- **Text excerpt**:
◇ ◇ ◇ ◇

Religion, Populism and the Crisis of Secularism
When: Wednesday, February 10, 2021, 2:00 PM - 3:00 PM
In this IHSS webinar, we are joined by Dr Daniel Steinmetz-Jenkins (Dartmouth College) who will discuss the current rise of populalism. Responses will be made by Dr John Adenitire (Queen Mary University of London) and Dr Marietta D C van der Tol (University of Oxford).
Most explanations for populism today are political or economic in orientation. If the political party system better represented its members the populist temptation would be quelled. Or if there was a better system of wealth distribution and less wealth inequality the populist temptation would not be as appealing. Yet there are very good reasons to view much of today’s populism as, to some degree, a religious backlash. The Eurasian traditionalism of Vladimir Putin, the Christian-Democracy of Orbán, the Judeo-Christianity of Trump, the prosperity Pentecostalism of Bolsonaro, the populist Catholicism of Salvini and the Hindu-nationalism of Modi, and Islamo-Kemalism of Erdoğan are all examples that seem to prove the point. What has been eroding for the past few decades, this talk will argue, is not simply democratic or liberal values per se but rather a growing suspicion of secularism and the secular elites who propagate it.

◇ ◇ ◇ ◇

- **Supplied records**:
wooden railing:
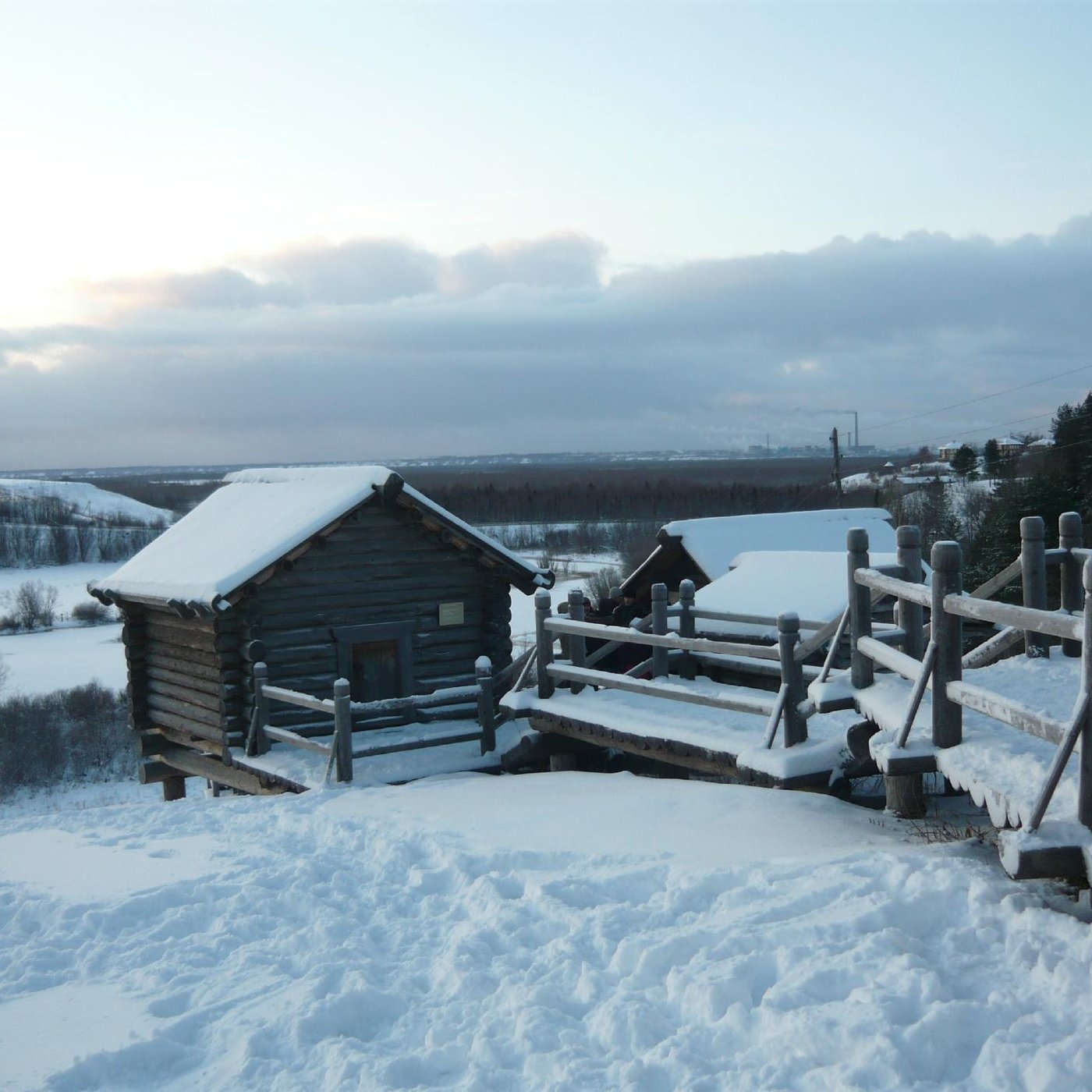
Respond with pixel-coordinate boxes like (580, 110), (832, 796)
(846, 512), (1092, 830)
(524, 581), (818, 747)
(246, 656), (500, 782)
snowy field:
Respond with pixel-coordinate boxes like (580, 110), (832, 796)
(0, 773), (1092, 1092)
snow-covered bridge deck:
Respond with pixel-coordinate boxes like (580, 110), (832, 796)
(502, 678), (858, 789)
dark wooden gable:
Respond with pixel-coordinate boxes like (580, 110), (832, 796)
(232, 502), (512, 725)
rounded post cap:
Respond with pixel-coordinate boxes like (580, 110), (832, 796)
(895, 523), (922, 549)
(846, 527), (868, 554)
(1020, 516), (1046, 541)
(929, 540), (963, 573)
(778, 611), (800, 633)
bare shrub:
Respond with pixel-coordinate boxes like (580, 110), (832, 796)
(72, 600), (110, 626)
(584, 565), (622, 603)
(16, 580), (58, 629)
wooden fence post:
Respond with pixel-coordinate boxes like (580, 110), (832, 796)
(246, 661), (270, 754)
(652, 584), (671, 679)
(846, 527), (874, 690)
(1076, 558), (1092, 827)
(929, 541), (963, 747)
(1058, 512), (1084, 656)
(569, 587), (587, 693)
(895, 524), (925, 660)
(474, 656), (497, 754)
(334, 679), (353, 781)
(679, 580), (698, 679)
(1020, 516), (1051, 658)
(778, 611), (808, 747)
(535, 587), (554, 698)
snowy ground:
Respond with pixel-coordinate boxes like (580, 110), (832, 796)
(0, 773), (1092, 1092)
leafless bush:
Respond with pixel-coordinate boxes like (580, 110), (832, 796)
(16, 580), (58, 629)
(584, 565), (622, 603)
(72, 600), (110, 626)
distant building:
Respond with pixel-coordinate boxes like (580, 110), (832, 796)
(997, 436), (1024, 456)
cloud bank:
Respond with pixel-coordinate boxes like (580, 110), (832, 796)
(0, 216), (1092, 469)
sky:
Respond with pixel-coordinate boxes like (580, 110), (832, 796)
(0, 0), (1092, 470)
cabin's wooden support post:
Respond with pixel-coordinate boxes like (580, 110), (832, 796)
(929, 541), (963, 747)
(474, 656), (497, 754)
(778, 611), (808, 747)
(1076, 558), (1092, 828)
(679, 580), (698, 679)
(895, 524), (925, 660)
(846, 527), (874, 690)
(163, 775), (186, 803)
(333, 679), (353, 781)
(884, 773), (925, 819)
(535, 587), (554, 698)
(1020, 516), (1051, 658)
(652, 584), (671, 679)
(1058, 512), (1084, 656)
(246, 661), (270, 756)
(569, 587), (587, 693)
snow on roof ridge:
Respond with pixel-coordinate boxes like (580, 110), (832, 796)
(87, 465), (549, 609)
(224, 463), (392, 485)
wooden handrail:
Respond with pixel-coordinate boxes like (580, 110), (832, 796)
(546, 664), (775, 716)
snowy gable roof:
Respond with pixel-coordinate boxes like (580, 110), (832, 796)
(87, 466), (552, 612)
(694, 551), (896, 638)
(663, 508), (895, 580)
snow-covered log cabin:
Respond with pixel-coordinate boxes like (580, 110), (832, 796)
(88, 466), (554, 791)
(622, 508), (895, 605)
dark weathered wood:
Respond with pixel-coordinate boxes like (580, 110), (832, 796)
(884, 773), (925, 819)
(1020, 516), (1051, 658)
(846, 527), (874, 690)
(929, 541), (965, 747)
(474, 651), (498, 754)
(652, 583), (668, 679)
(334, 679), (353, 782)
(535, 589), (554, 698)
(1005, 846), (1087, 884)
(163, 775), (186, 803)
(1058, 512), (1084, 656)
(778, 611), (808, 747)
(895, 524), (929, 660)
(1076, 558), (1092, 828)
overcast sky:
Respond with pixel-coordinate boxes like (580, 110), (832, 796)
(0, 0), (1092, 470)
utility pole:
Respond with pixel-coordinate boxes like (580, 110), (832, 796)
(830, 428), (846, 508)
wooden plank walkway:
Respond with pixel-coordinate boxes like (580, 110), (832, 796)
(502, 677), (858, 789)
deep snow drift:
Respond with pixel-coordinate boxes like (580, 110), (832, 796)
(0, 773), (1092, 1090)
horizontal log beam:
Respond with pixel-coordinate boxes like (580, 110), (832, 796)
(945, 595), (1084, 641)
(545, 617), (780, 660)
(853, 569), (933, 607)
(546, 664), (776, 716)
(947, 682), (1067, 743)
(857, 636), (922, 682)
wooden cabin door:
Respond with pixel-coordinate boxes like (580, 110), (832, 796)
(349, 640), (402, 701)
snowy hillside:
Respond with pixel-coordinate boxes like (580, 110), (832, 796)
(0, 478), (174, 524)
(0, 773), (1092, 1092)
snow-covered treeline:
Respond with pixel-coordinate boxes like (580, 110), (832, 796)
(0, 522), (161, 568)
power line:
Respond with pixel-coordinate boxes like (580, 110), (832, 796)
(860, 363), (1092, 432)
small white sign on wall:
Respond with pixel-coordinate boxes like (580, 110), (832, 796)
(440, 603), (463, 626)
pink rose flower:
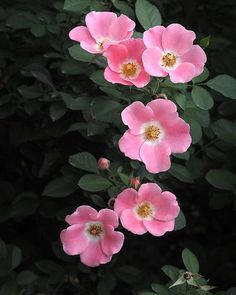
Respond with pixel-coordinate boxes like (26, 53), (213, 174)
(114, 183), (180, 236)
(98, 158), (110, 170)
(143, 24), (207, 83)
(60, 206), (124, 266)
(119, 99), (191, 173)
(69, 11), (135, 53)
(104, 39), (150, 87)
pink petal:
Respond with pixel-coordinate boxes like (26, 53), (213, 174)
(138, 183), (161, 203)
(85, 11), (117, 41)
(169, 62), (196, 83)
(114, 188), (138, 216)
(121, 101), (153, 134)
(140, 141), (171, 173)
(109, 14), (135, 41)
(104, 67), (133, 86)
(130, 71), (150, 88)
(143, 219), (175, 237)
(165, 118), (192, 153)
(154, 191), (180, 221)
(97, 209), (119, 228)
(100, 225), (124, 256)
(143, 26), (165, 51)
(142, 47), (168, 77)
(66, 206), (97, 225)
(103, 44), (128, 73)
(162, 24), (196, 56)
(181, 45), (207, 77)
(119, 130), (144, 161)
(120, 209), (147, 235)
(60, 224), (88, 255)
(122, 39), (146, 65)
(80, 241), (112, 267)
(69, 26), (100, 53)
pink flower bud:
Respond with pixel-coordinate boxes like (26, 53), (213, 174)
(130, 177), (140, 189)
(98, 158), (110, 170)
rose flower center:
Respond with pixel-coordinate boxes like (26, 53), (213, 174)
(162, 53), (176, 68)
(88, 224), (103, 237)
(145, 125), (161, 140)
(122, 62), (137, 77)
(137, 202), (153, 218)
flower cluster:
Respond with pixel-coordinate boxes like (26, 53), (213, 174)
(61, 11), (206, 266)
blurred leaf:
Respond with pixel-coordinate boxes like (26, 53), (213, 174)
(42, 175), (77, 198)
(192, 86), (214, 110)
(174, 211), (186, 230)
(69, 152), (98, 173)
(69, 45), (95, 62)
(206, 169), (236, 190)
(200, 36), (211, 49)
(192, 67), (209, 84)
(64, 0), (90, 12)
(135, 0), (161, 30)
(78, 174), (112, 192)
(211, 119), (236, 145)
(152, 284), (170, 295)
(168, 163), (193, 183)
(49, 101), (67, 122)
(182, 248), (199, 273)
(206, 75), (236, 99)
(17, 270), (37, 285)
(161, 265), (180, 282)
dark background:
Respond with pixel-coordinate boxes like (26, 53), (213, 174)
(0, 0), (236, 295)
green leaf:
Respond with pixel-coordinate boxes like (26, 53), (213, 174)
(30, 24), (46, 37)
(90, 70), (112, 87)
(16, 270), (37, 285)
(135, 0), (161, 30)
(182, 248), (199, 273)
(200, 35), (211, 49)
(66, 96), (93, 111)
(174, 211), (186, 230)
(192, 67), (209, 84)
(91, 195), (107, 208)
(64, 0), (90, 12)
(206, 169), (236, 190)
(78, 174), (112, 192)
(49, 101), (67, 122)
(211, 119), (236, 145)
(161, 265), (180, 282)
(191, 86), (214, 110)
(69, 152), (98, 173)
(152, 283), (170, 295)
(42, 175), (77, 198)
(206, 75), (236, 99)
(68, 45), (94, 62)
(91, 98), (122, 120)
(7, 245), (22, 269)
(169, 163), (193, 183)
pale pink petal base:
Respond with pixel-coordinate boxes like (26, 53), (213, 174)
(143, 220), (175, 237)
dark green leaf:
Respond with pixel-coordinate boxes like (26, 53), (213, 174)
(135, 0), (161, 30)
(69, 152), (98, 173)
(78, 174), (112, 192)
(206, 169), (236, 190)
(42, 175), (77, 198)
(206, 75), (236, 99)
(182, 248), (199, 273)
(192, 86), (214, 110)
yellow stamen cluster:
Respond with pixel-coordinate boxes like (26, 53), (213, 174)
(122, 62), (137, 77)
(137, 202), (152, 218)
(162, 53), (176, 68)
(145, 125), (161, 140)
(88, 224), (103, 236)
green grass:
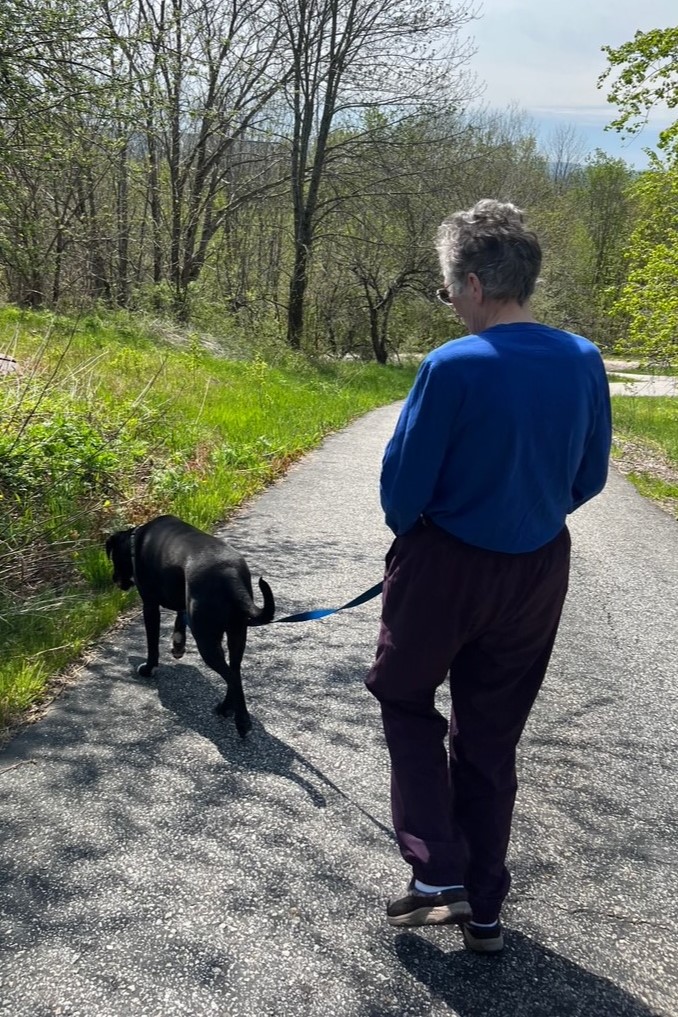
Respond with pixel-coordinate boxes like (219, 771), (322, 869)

◇ ◇ ◇ ◇

- **Set tasks**:
[1] How many lines of the listing contain the string "flower"? Matching is case-sensitive, and the reply should be only the number.
[2] Continue the webinar announcement on religion, populism and the crisis of secularism from the point where it stops.

- **Results of the exercise**:
[1] 4

[2]
Dr Daniel Steinmetz-Jenkins is a Postdoctoral Fellow in the History Department at Dartmouth College. He serves as the managing editor for Modern Intellectual History and runs a regular interview series for The Nation. @daniel_dsj2110
Dr John Adenitire is a Strategic Lecturer in Law at Queen Mary University of London. His research has focused on the legal right to exemption for religious and non-religious conscientious objectors from a wide variety of legal obligations, including anti-discrimination norms. @JohnAdenitire
Dr Marietta D C van der Tol is a Postdoctoral Fellow at the Blavatnik School of Government, University of Oxford. Her research interests include the relationship between religion, politics and society, and the role that political imaginaries play in the formation of law and public policy with regard to religious minorities in Europe.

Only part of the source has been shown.